分析力学基础
分析力学基础
1 变分法简介
1.1 问题背景
变分法首先提出于解决最速降线问题:如下图:X轴向左为正,Y轴向下为正。质量为m的小球只收到沿Y轴正向的重力mg,从定点$(x_1,y_1)$到定点$(x_2,y_2)$的所有光滑连续轨迹中,哪一条用时最短?
这里强调连续是出于对于物理世界的直觉经验,一般不连续的轨迹很难实现用时最短
可以将以上问题转化为如下数学问题:设该轨迹方程为$y=y(x)$
由机械能守恒:
$$
\begin{align}
mgy=\frac{1}{2}mv^2
\end{align}
$$
化简得到:
$$
\begin{align}
v=\sqrt{2gy}
\end{align}
$$
设总时间为T:
$$
\begin{align}
T&= \int_{x_1}^{x_2} dt\
&= \int_{x_1}^{x_2} \frac{1}{v}ds\
&= \int_{x_1}^{x_2} \sqrt{\frac{1+y’^2}{2gy}}dx
\end{align}
$$
我们观察发现T是关于$y(x)$这个函数的函数(每一个$y(x)$对应一个T值),我们称这类函数的函数为泛函。而我们的工作就是要求出这个泛函取极小值时对应的$y(x)$
1.2 准备工作
Lemma1:若$\int_{a}^{b}M(x)\beta(x)dx=0$,其中$\beta(x)$为任意函数,则$M(x)=0$。
proof:
-
几何理解:若$\beta(x)$为在x轴上任意取一段的凸起(如图),那$M(x)$在这段必为0,由于任意性,$M(x)$应该处处为0
严格上说应该是几乎处处为0(其实可以允许一些离散的点不等于0,但我们一般研究的是连续函数,所以这类函数我们不作考虑
-
代数证明:
令
$$
\beta(x)=-M(x)(x-a)(x-b)
$$
则
$$
\int_{a}^{b} M(x)\beta(x)dx=\int_{a}^{b} M^2(x-a)(b-x)dx=0
$$
由于
$$
(x-a)(b-a)>0
$$
因此
$$
M(x)=0
$$
1.3 Euler Equation
设$y(x)$为我们希望求的解,$\bar{y}(x)$为连接两点间所有光滑曲线的集合
令
$$
\begin{align}
\bar{y}(x)=y+\epsilon\beta(x)
\end{align}
$$
其中$\epsilon$为一实数,$\beta(x)$是一可变动的函数
$\bar{y}(x)$有几个比较好的性质:
-
$\beta(x_1)=\beta(x_2)=0$
-
当$\epsilon=0$时,$T$取得极值
令
$$
I(\epsilon)=\int^{x_2}_{x_1}F(x,\bar{y},\bar{y’})dx,其中\bar{y}=y+\epsilon\beta(x),\bar{y’}=y’+\epsilon\beta’(x)

★ ★ ★ ★ ★ ★ ★

## [本次任务]
1 - 根据这篇分析力学基础的文本,变分法最早是为了解决什么问题而提出的?
2 - 从这篇分析力学基础的文本停下的地方接着往下写。

来自数据集的数据
★ ★ ★ ★ ★ ★ ★

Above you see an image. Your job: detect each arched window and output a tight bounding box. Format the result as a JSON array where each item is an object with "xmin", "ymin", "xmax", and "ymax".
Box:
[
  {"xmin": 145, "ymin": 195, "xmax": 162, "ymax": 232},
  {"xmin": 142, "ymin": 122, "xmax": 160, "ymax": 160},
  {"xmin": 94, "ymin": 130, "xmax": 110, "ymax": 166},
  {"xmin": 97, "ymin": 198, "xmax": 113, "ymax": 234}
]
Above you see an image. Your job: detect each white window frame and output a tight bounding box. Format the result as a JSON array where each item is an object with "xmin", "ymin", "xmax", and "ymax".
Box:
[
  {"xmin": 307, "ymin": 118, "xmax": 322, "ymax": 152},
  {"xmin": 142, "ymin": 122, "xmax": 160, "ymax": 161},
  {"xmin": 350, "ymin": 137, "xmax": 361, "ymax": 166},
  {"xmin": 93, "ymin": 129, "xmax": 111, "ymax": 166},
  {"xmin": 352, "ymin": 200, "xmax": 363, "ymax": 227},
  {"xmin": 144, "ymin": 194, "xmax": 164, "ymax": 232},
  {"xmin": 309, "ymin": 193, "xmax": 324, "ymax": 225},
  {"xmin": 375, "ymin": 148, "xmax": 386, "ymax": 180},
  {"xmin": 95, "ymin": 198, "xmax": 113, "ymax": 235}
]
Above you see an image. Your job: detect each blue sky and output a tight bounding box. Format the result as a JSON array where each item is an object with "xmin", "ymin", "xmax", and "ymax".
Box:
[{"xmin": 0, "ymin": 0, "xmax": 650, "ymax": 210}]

★ ★ ★ ★ ★ ★ ★

## [答案列表]
1 - 最速降线问题。

2 -
$$
由以上性质:
$$
\begin{align}
\left. \frac{dI}{d\epsilon} \right|{\epsilon=0} = \int{x_1}^{x_2} \frac{\partial F}{\partial \epsilon}dx
\end{align}
$$
$$
\begin{align}
= \int_{x_1}^{x_2} (\frac{\partial F}{x}\frac{\partial x}{\partial \epsilon}+\frac{\partial F}{\partial \bar{y}}\frac{\partial \bar{y}}{\partial \epsilon}+\frac{\partial F}{\partial \bar{y’}}\frac{\partial \bar{y’}}{\partial \epsilon})dx
\end{align}
$$
$$
\begin{align}
= \int_{x_1}^{x_2} (\frac{\partial F}{\partial \bar{y}} \beta+\frac{\partial F}{\partial \bar{y’}} \beta ')dx
\end{align}
$$
由分部积分法:
$$
\begin{align}
\int_{x_1}^{x_2} \frac{\partial F}{\partial y’} d \beta = \frac{\partial F}{\partial y’} \left. \beta \right|{x_1}^{x_2} - \int{x_1}^{x_2} \beta d (\frac{\partial F}{\partial y’})
\end{align}
$$
$$
\because\beta(x_1)=\beta(x_2)=0
$$
$$
\begin{align}
\therefore\int_{x_1}^{x_2} \frac{\partial F}{\partial y’}d\beta=-\int^{x_2}_{x_1} \beta d(\frac{\partial F}{\partial y’})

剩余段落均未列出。